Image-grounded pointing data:
○ ○ ○ ○ ○

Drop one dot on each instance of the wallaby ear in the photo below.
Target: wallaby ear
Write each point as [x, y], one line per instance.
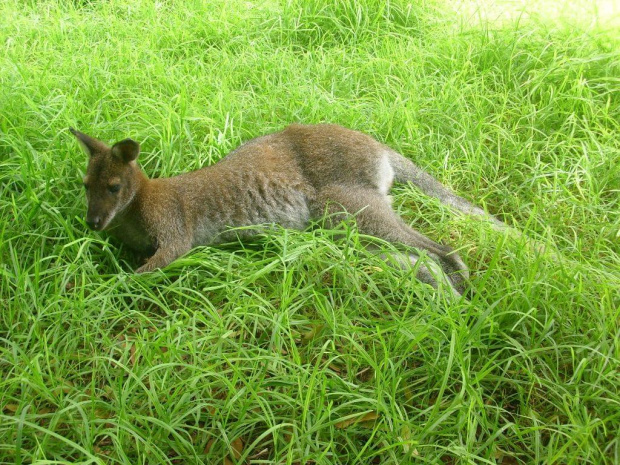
[127, 150]
[89, 144]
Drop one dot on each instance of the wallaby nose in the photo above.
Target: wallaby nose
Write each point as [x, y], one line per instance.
[93, 222]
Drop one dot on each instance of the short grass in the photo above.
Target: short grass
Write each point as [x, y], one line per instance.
[302, 348]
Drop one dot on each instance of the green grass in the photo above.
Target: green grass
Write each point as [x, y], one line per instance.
[275, 348]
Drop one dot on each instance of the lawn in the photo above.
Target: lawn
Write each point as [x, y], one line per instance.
[302, 347]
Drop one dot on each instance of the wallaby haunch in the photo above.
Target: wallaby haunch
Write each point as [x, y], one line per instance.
[290, 178]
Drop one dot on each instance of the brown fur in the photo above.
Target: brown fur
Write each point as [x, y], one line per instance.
[288, 178]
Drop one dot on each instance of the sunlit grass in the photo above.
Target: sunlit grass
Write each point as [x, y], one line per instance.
[302, 347]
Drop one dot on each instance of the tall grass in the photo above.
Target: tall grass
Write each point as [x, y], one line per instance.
[302, 347]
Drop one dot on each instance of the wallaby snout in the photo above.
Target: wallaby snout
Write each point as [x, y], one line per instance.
[93, 222]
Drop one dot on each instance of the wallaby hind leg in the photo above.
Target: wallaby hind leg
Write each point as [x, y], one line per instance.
[406, 171]
[375, 217]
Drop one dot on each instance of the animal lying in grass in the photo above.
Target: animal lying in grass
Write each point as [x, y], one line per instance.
[289, 178]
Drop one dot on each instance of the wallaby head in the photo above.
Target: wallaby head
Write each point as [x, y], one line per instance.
[112, 178]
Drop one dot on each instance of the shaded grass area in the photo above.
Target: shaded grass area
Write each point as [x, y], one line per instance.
[302, 347]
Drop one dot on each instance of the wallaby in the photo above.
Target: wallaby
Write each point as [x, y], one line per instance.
[289, 178]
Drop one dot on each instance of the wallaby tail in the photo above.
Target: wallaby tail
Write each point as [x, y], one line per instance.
[406, 171]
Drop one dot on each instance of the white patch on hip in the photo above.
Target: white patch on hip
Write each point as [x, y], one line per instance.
[385, 174]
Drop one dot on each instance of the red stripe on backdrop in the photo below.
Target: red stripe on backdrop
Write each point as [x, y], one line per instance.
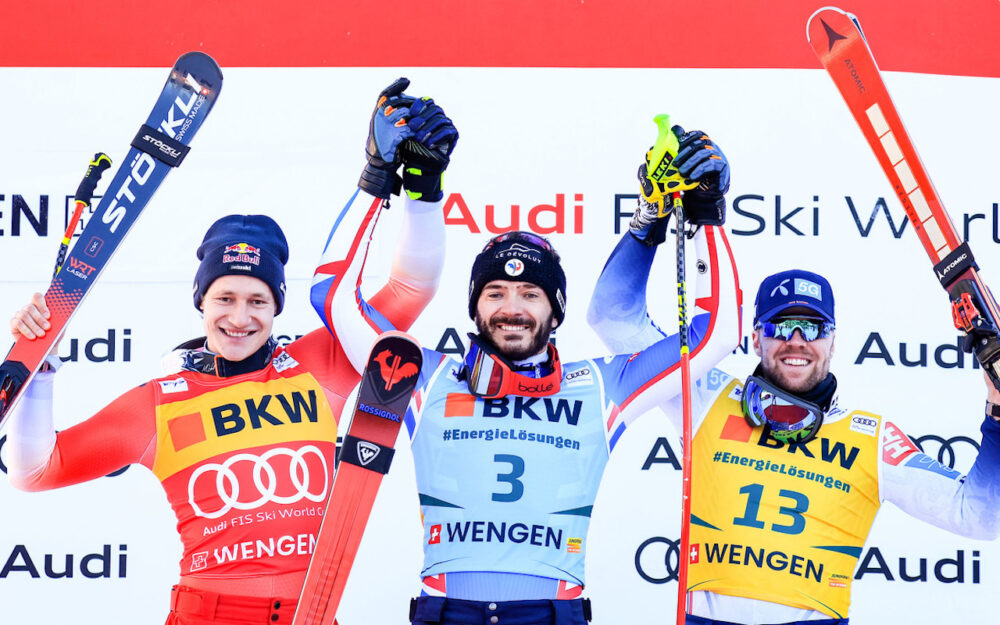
[929, 36]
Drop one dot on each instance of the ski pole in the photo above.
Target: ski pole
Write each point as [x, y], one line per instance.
[661, 155]
[83, 197]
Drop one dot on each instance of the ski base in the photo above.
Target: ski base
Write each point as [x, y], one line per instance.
[366, 453]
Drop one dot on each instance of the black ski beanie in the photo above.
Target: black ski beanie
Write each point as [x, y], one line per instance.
[243, 245]
[520, 257]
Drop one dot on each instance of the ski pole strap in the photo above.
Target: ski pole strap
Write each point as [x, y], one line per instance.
[955, 264]
[160, 146]
[366, 454]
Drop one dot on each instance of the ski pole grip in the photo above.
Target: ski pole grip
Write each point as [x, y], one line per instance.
[85, 192]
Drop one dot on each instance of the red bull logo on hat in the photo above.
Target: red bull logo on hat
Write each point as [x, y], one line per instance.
[241, 253]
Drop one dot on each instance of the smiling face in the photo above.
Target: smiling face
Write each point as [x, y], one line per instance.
[795, 365]
[239, 313]
[516, 317]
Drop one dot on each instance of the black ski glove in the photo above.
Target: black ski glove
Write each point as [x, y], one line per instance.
[427, 154]
[698, 158]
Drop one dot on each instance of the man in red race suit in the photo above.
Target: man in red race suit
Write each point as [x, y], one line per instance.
[242, 433]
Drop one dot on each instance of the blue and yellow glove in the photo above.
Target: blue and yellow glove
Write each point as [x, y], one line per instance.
[427, 154]
[386, 132]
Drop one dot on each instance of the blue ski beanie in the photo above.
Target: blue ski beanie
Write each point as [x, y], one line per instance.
[520, 257]
[794, 288]
[243, 245]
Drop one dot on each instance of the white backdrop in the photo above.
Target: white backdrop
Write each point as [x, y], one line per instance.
[289, 143]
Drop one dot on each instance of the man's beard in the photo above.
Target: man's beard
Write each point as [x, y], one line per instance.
[775, 377]
[539, 335]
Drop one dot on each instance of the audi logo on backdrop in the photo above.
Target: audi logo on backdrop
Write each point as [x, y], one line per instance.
[260, 481]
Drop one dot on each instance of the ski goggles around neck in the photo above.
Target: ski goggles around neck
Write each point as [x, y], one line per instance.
[783, 328]
[490, 375]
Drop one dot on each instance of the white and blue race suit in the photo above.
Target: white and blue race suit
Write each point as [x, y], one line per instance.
[507, 485]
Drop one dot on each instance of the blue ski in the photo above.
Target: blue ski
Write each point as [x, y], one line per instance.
[160, 145]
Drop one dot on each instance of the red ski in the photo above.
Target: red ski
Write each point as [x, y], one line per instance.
[386, 388]
[837, 40]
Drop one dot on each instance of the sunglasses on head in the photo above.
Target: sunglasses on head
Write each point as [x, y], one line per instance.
[811, 328]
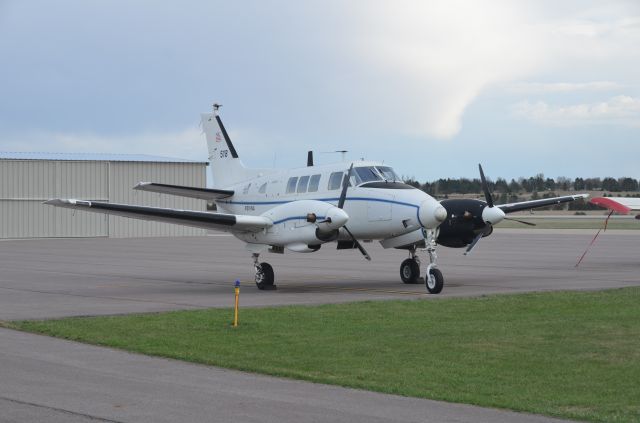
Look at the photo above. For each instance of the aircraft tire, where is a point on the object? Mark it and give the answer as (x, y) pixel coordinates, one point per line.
(264, 276)
(435, 286)
(410, 271)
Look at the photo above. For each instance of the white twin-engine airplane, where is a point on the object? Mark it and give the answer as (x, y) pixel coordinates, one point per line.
(301, 209)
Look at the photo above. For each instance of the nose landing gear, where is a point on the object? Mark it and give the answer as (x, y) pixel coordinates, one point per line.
(264, 274)
(410, 268)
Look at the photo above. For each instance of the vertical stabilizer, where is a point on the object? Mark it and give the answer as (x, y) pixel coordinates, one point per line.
(226, 167)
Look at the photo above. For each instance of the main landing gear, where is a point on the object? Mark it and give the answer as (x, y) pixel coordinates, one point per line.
(264, 274)
(410, 268)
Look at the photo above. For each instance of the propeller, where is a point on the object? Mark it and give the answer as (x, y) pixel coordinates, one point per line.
(490, 213)
(485, 187)
(343, 197)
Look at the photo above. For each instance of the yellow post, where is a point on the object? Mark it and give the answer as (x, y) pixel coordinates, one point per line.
(235, 314)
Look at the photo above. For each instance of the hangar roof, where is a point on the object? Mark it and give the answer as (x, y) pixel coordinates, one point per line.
(100, 157)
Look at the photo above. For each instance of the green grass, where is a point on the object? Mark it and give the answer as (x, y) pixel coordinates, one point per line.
(566, 354)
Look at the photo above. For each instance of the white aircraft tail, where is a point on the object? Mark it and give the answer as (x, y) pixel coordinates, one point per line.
(226, 167)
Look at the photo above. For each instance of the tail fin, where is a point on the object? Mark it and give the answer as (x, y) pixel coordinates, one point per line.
(226, 167)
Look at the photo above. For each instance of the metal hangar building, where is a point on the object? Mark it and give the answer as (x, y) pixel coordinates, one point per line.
(28, 179)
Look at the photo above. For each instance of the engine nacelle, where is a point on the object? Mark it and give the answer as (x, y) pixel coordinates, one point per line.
(302, 225)
(464, 222)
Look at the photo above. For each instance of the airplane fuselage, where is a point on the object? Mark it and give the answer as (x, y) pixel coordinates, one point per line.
(377, 209)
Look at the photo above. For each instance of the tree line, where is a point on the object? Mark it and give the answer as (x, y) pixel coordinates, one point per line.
(538, 183)
(530, 188)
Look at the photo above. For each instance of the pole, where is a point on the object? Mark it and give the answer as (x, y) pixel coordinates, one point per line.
(235, 314)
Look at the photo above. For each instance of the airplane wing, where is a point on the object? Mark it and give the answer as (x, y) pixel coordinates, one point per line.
(192, 192)
(533, 204)
(197, 219)
(622, 205)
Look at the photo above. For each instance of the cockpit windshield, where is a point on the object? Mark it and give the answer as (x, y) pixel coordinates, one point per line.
(366, 174)
(374, 174)
(387, 173)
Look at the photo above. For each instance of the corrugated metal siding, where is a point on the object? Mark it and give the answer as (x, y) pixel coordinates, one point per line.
(25, 184)
(123, 176)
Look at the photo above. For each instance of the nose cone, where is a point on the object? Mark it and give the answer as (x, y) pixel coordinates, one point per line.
(492, 215)
(431, 213)
(337, 217)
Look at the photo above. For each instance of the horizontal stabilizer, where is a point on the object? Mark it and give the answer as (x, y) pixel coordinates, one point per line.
(619, 205)
(192, 192)
(197, 219)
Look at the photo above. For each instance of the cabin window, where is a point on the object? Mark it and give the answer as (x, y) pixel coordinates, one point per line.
(335, 180)
(291, 184)
(302, 184)
(314, 182)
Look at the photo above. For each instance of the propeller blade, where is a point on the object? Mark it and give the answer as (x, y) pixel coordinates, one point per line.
(485, 187)
(473, 243)
(355, 241)
(345, 185)
(520, 221)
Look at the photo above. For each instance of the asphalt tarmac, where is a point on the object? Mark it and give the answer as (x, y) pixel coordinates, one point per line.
(46, 379)
(67, 277)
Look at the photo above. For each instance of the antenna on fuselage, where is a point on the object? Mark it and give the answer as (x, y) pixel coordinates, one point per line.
(343, 152)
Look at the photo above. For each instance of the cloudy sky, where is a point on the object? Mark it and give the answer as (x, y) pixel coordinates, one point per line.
(431, 87)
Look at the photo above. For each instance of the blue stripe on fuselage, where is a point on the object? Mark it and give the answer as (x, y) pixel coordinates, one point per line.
(264, 203)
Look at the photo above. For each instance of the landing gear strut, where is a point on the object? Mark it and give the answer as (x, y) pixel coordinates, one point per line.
(264, 274)
(410, 268)
(433, 278)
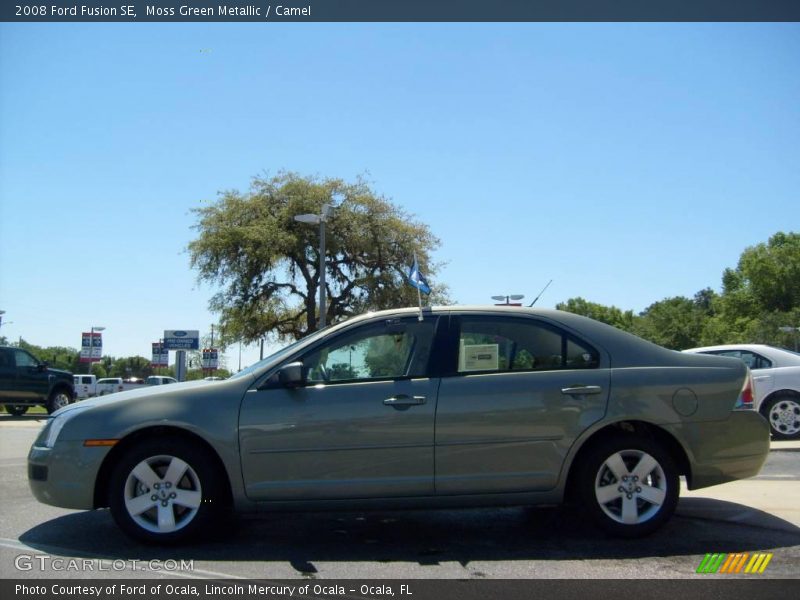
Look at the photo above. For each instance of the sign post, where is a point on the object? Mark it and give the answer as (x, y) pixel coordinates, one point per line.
(181, 340)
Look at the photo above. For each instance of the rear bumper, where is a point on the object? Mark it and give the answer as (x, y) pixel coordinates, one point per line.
(722, 451)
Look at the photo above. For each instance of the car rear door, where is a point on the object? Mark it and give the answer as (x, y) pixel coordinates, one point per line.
(8, 376)
(361, 426)
(519, 394)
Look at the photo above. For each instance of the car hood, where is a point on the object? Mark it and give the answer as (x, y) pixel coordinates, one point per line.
(193, 406)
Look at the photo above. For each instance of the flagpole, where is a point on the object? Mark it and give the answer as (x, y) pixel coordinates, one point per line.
(419, 293)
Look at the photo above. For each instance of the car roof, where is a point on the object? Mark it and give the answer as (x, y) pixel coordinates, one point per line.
(779, 356)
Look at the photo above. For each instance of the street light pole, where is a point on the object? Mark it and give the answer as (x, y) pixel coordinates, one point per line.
(321, 219)
(794, 330)
(91, 345)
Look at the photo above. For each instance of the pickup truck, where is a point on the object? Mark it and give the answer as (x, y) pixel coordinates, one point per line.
(26, 381)
(85, 386)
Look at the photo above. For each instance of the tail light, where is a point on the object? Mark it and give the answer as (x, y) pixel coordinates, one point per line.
(745, 400)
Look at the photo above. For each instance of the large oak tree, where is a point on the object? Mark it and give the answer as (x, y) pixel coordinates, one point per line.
(266, 264)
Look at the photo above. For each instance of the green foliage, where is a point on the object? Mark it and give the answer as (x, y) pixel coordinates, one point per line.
(759, 296)
(675, 323)
(610, 315)
(267, 263)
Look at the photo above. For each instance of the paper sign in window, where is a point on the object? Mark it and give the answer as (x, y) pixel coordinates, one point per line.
(480, 357)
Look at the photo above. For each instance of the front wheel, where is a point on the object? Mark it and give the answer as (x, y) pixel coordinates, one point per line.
(165, 491)
(629, 486)
(783, 414)
(58, 399)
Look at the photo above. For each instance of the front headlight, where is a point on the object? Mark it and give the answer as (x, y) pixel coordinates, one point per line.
(57, 424)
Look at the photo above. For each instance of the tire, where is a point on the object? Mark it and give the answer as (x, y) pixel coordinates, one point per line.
(165, 491)
(58, 399)
(783, 414)
(628, 486)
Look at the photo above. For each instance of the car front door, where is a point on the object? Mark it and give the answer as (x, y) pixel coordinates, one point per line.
(33, 380)
(521, 393)
(359, 426)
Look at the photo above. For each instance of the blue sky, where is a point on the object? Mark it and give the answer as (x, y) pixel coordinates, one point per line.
(627, 162)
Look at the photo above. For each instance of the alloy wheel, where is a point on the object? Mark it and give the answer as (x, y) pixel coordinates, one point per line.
(163, 494)
(630, 487)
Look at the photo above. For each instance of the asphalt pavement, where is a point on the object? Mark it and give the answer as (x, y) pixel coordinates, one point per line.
(761, 514)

○ ○ ○ ○ ○

Spot every line in the entries that includes the word "around", and copy each one out.

--- SOLUTION ---
Drop one dot on each instance of the ski goggles around neck in the photo above.
Target: ski goggles around neck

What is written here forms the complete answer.